*Activity:* Type out all the data below, word for word.
### Task inputs
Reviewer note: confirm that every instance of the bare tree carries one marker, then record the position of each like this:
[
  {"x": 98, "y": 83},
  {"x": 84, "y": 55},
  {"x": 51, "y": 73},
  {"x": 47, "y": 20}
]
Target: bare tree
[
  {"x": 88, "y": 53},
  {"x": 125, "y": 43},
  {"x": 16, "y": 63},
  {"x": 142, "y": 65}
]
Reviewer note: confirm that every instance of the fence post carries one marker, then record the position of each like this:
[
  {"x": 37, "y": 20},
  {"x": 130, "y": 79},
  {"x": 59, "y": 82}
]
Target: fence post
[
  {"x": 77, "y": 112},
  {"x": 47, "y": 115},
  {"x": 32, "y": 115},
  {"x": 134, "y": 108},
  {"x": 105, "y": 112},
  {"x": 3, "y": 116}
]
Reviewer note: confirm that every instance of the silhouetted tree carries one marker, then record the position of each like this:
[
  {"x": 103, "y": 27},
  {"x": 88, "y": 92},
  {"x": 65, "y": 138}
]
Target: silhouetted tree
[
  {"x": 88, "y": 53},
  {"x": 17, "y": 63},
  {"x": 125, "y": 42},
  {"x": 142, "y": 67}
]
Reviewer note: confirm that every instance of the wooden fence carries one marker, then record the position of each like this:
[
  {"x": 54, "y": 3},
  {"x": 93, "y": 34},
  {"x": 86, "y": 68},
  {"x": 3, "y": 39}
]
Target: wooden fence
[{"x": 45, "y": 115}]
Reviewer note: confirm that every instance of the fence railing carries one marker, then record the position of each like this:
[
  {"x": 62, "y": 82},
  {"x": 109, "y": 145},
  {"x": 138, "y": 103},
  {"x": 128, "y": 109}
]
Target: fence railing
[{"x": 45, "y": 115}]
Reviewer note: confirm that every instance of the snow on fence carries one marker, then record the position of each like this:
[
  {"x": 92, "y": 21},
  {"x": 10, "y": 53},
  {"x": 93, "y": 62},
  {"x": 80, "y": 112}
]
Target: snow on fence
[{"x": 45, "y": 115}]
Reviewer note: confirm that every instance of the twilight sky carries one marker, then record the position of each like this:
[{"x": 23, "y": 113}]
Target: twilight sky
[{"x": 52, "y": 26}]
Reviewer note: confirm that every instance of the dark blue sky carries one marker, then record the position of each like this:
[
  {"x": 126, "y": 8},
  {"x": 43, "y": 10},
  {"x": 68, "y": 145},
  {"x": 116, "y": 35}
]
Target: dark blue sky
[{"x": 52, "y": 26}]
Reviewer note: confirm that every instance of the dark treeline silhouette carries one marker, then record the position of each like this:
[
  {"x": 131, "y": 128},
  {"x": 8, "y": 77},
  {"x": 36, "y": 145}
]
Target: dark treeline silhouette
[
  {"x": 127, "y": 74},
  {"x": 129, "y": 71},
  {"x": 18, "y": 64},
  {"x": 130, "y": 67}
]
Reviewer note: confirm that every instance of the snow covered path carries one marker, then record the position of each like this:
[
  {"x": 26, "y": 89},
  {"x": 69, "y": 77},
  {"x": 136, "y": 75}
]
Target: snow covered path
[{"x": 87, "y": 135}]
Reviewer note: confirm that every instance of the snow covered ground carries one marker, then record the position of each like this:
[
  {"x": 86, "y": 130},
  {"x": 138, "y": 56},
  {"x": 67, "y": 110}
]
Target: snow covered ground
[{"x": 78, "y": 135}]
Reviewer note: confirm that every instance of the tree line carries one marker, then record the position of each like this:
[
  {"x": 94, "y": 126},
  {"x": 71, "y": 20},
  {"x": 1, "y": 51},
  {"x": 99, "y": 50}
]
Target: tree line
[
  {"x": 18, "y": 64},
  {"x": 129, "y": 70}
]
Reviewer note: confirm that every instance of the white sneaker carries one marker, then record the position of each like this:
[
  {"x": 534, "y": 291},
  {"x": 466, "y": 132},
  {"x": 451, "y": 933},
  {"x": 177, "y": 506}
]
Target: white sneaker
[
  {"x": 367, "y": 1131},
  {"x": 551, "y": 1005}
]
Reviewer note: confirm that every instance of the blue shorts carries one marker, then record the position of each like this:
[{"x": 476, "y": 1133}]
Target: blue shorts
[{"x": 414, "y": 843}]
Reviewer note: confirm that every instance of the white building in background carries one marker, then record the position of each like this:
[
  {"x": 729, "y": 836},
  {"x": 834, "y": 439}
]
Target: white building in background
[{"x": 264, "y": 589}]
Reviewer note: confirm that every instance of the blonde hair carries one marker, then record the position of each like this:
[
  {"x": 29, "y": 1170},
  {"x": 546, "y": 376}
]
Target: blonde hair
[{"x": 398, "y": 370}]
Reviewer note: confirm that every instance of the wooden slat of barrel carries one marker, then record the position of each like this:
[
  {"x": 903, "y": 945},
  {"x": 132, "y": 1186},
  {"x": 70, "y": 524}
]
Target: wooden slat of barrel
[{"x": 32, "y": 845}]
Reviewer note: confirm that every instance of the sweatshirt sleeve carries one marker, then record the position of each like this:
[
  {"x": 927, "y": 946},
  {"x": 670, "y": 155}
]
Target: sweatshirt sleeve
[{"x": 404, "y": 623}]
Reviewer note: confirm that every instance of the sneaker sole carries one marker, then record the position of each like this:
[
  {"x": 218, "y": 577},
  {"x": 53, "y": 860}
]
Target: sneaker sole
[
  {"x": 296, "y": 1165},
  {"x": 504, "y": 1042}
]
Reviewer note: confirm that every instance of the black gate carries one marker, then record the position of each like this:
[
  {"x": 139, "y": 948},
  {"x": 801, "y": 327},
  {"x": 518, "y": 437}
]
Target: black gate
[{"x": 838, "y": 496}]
######
*Response to the exercise:*
Reviewer note: confirm that every instance of the bare tree carries one marker, then record the position of each like this:
[
  {"x": 98, "y": 83},
  {"x": 84, "y": 55},
  {"x": 51, "y": 73},
  {"x": 47, "y": 20}
]
Target: bare tree
[
  {"x": 88, "y": 53},
  {"x": 125, "y": 43},
  {"x": 16, "y": 63},
  {"x": 142, "y": 65}
]
Reviewer note: confirm that every instance of the fence post carries one marker, then record the position of each like this:
[
  {"x": 37, "y": 20},
  {"x": 130, "y": 79},
  {"x": 59, "y": 82}
]
Target: fence post
[
  {"x": 77, "y": 112},
  {"x": 47, "y": 115},
  {"x": 32, "y": 115},
  {"x": 134, "y": 108},
  {"x": 105, "y": 112},
  {"x": 3, "y": 116}
]
Reviewer note: confirm that every instance of the silhouetted tree carries one marker, then record the position of each like this:
[
  {"x": 103, "y": 27},
  {"x": 88, "y": 92},
  {"x": 65, "y": 138}
]
Target: silhouetted tree
[
  {"x": 88, "y": 53},
  {"x": 17, "y": 63},
  {"x": 125, "y": 42},
  {"x": 142, "y": 67}
]
Reviewer note: confirm that every instance of the wooden fence carries one marker, then record the position of each like this:
[
  {"x": 54, "y": 3},
  {"x": 93, "y": 34},
  {"x": 86, "y": 68},
  {"x": 3, "y": 39}
]
Target: wooden fence
[{"x": 45, "y": 115}]
Reviewer note: confirm that every instance of the fence railing carries one marker, then record the position of each like this:
[
  {"x": 62, "y": 82},
  {"x": 109, "y": 145},
  {"x": 138, "y": 103},
  {"x": 128, "y": 109}
]
Target: fence railing
[{"x": 45, "y": 115}]
Reviewer note: confirm that every instance of the snow on fence carries one marker, then record the position of each like this:
[
  {"x": 92, "y": 21},
  {"x": 10, "y": 53},
  {"x": 93, "y": 62},
  {"x": 80, "y": 112}
]
Target: snow on fence
[{"x": 45, "y": 115}]
Reviewer note: confirm that every instance of the twilight sky carries one marker, then record the position of each like this:
[{"x": 23, "y": 113}]
Target: twilight sky
[{"x": 52, "y": 26}]
Reviewer note: confirm that every instance of the dark blue sky carries one marker, then record the position of each like this:
[
  {"x": 126, "y": 8},
  {"x": 43, "y": 10},
  {"x": 68, "y": 145},
  {"x": 116, "y": 35}
]
Target: dark blue sky
[{"x": 52, "y": 26}]
Reviewer note: confirm that every instance of the dark treeline silhouette carries one marker, then record the position of each like this:
[
  {"x": 131, "y": 128},
  {"x": 8, "y": 77},
  {"x": 36, "y": 145}
]
Target: dark treeline silhouette
[
  {"x": 127, "y": 74},
  {"x": 129, "y": 71},
  {"x": 18, "y": 64},
  {"x": 130, "y": 67}
]
Reviewer note: confirm that every instance of the snow covered path carries one marker, then record the position of each like this:
[
  {"x": 26, "y": 89},
  {"x": 69, "y": 77},
  {"x": 136, "y": 75}
]
Target: snow covered path
[{"x": 87, "y": 135}]
Reviewer note: confirm that every instance of the snow covered ground carries one marker, then record the position of each like this:
[
  {"x": 86, "y": 130},
  {"x": 138, "y": 56},
  {"x": 67, "y": 110}
]
Target: snow covered ground
[{"x": 78, "y": 135}]
Reviewer note: confirm that every instance of the tree line carries one marker, then record the position of each like this:
[
  {"x": 94, "y": 126},
  {"x": 71, "y": 20},
  {"x": 1, "y": 51},
  {"x": 99, "y": 50}
]
Target: tree line
[
  {"x": 18, "y": 64},
  {"x": 129, "y": 70}
]
Reviewer note: confirm that every instance of the white sneaker carries one marker, then record the position of each like this:
[
  {"x": 534, "y": 291},
  {"x": 466, "y": 132},
  {"x": 451, "y": 933},
  {"x": 177, "y": 506}
]
Target: white sneaker
[
  {"x": 367, "y": 1131},
  {"x": 551, "y": 1005}
]
Reviewer note: confirm that every instance of the blue shorts carries one marker, then record the position of each like this:
[{"x": 476, "y": 1133}]
Target: blue shorts
[{"x": 414, "y": 843}]
Reviewer note: confirm that every instance of the white building in background carries one marker, then record the position of each like this:
[
  {"x": 729, "y": 836},
  {"x": 834, "y": 439}
]
Target: white building in background
[{"x": 264, "y": 589}]
Reviewer note: confirm that every instance of the blonde hair carries one marker, then record the position of each like this:
[
  {"x": 29, "y": 1170},
  {"x": 546, "y": 376}
]
Target: blonde hair
[{"x": 398, "y": 370}]
Reviewer note: confirm that every instance of the wooden slat of barrel carries one marker, then record the position of each like this:
[
  {"x": 903, "y": 945},
  {"x": 132, "y": 1186},
  {"x": 70, "y": 524}
]
Target: wooden slat of barrel
[{"x": 32, "y": 845}]
Reviewer note: confirm that every instance of the sweatshirt sleeve carries one marker, then record the position of each like this:
[
  {"x": 927, "y": 946},
  {"x": 670, "y": 155}
]
Target: sweatshirt sleeve
[{"x": 404, "y": 623}]
Reviewer note: confirm that every instance of the sneaker sole carries one marker, then record the position of each like this:
[
  {"x": 218, "y": 577},
  {"x": 53, "y": 860}
]
Target: sneaker sole
[
  {"x": 296, "y": 1165},
  {"x": 504, "y": 1042}
]
Reviewer note: confirm that every instance of the black gate carries one marker, then record the position of each like this:
[
  {"x": 139, "y": 948},
  {"x": 801, "y": 327},
  {"x": 518, "y": 437}
]
Target: black gate
[{"x": 838, "y": 496}]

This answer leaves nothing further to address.